Location labeling records
+===+

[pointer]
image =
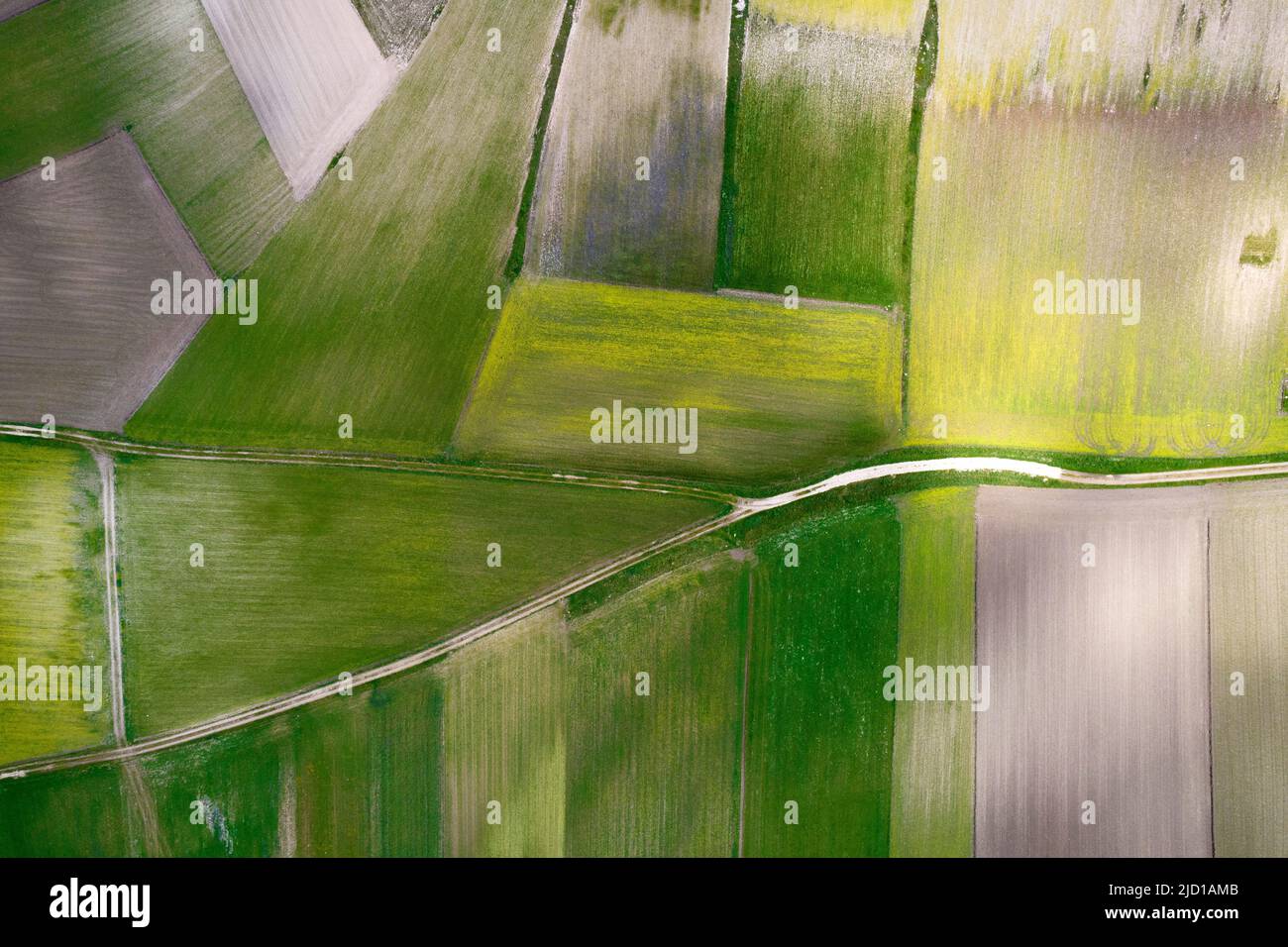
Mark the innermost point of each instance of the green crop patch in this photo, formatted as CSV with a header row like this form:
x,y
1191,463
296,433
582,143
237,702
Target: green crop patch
x,y
309,573
630,178
503,742
54,682
820,159
77,69
653,716
349,776
824,605
931,806
1083,277
374,303
76,813
756,393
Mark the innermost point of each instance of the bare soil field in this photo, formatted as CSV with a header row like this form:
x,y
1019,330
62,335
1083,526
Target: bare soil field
x,y
77,258
1099,674
312,73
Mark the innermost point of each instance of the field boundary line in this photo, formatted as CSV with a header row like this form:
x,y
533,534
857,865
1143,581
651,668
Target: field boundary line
x,y
111,603
741,509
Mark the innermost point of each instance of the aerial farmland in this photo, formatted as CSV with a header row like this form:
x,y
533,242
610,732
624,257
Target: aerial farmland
x,y
781,429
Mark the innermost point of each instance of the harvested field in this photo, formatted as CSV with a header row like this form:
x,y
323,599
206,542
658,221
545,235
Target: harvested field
x,y
1046,153
78,69
313,571
1249,635
778,394
818,729
78,339
931,806
399,26
503,742
1099,676
640,80
374,302
312,73
657,775
820,167
52,591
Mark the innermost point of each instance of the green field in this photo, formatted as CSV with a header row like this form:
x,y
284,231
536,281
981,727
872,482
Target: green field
x,y
931,805
78,813
52,592
593,217
820,161
780,394
818,729
1047,171
374,300
1248,569
77,69
314,571
657,775
503,744
348,776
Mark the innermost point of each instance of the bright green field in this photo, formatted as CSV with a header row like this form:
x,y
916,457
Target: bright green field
x,y
503,705
77,69
1119,165
348,776
657,775
818,729
780,394
314,571
51,591
373,302
820,158
931,805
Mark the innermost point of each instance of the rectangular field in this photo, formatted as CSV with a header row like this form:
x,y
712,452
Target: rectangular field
x,y
1096,736
312,73
640,81
653,762
78,69
820,165
818,729
52,590
778,394
1249,639
312,571
1132,178
931,805
374,302
78,339
503,741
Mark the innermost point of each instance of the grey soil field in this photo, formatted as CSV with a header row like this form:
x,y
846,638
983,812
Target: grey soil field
x,y
1099,676
77,258
1249,637
399,26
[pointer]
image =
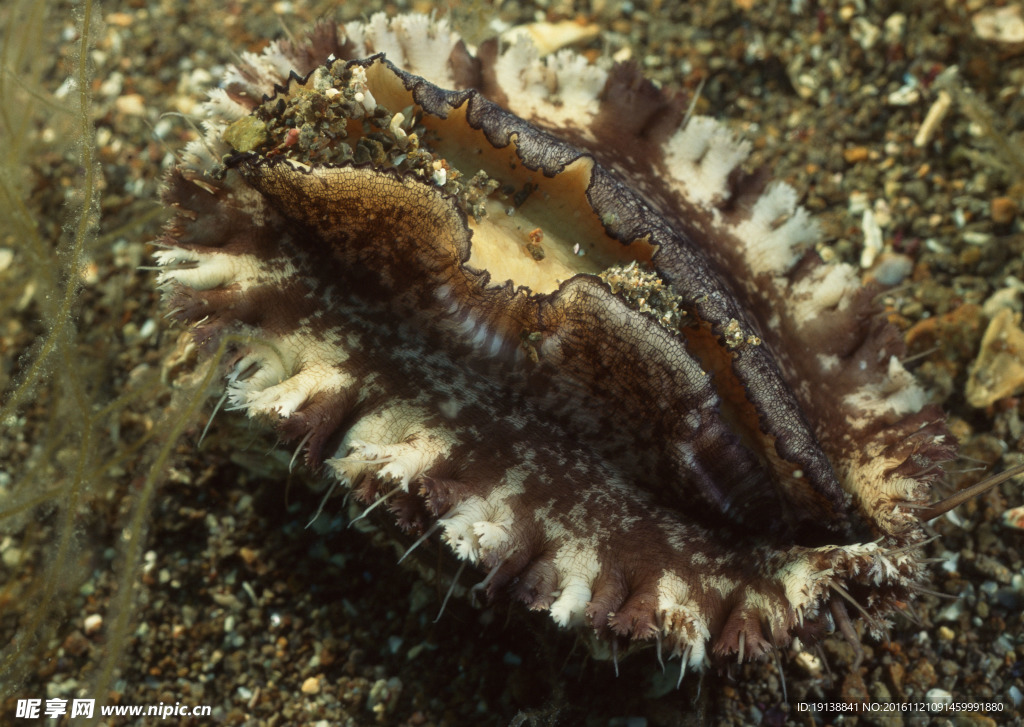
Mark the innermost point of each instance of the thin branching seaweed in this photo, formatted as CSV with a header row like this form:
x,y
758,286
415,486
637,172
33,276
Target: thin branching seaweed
x,y
86,431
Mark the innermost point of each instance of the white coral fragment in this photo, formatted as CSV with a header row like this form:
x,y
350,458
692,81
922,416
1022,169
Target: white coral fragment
x,y
700,157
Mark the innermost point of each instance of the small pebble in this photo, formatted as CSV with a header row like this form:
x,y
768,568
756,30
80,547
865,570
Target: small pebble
x,y
1004,210
855,154
310,686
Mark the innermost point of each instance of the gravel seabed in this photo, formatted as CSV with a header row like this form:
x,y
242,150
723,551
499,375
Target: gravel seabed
x,y
238,605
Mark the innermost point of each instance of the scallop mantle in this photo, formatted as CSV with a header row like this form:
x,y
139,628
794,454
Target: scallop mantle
x,y
550,321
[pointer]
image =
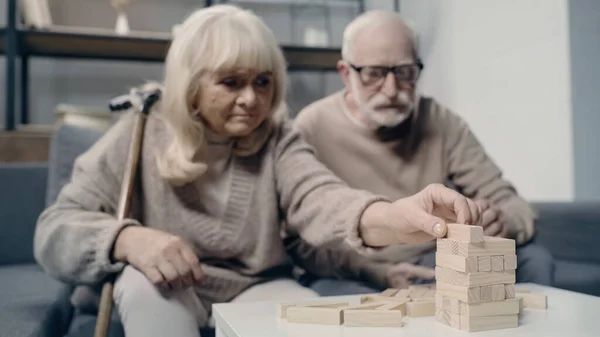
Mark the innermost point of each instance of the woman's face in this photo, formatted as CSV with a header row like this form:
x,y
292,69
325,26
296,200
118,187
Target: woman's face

+===+

> _Work to complete_: Do not copy the pictures, but repeat every line exactly.

> _Problem solution_:
[pointer]
image =
Mark the innermost point of each instance of the green crop patch in this photo, formatted as CSV with a header row like this form:
x,y
1191,463
296,433
582,143
237,702
Target: green crop patch
x,y
309,573
630,178
503,742
54,682
820,159
77,69
653,716
349,776
824,605
931,806
1083,277
374,303
76,813
756,393
Mark the innermost point of each instance of the bare soil field in this photo, formatted as CSV with a header row like this form:
x,y
1019,330
62,335
1083,526
Target: bare soil field
x,y
77,258
1099,674
312,73
Mark the innermost point of each instance of the field boundary line in this photo, formatted as CSV with a header row like this form:
x,y
533,534
857,865
1143,581
651,668
Target: field boundary line
x,y
111,603
741,509
Mark the innermost point of each instance of the aerial farmland in this photo, formatted as CSV with a header row like this form:
x,y
533,242
610,732
624,257
Target: aerial farmland
x,y
781,429
Mark the innermost point of each instance of the harvested field in this photo, formatted as CSV with a header row like this form:
x,y
323,599
206,542
658,221
545,235
Target: harvested field
x,y
1046,153
78,69
313,571
1249,635
778,394
818,729
78,339
931,806
399,26
503,742
1099,676
640,80
374,302
312,73
657,775
820,167
52,591
Mark the innermost point of each instance of the green field in this photo, formatted as CSV with a header row like this form:
x,y
284,231
536,281
981,727
872,482
Target: green field
x,y
931,805
78,813
52,592
593,217
820,161
780,394
818,729
1047,171
374,300
1248,569
77,69
314,571
657,775
503,744
348,776
Mark the innermost point of each instance of the bright green field in this photo, formatted as CSV with a header row like this form:
x,y
916,457
Target: bright green field
x,y
503,705
77,69
1119,165
348,776
657,775
818,729
780,394
314,571
51,591
373,302
820,158
931,805
Mark the innermost point of each instance of the rectangular field in this photo, formatted as CSV with a header row like this form:
x,y
712,452
Target: rectangular field
x,y
1096,736
312,73
640,81
653,762
78,69
820,165
818,729
52,590
778,394
1249,639
312,571
1132,178
931,805
374,302
78,339
503,741
Mark the innermost point of each instance of the grey soil field in this photo, formatted as CSV with a header row like this form:
x,y
846,638
983,812
Target: grey soil field
x,y
1099,676
77,258
1249,637
399,26
[pointer]
image =
Mark the innermost point of each instance of the thin branching seaweed in this photo, formatted as CSV with a header row like this form:
x,y
758,286
415,486
637,172
33,276
Target: thin branching seaweed
x,y
86,431
Mark the innermost point of each instance of the white coral fragment in this photo, formatted as CSV with a header row like this form:
x,y
350,458
692,81
922,416
1022,169
Target: white coral fragment
x,y
700,157
Mark the innermost point of each instance of the small pebble in this photo, formatted as CSV with a header row like this form:
x,y
768,568
756,30
80,547
865,570
Target: small pebble
x,y
1004,210
855,154
310,686
Mark the innermost point of each instance of the gravel seabed in this photo, formatted as CSV with a header row like this form:
x,y
242,150
723,551
499,375
Target: gravel seabed
x,y
238,605
Mark the innermost point of each instance of the scallop mantle in this photo, formatted as CSV with a header row like this form:
x,y
139,628
794,454
Target: scallop mantle
x,y
550,321
[pointer]
image =
Mark the innermost point of each instance of the woman's face in this photo, formatted as CSV with a header row like this form:
x,y
292,69
325,26
296,200
118,187
Target: woman's face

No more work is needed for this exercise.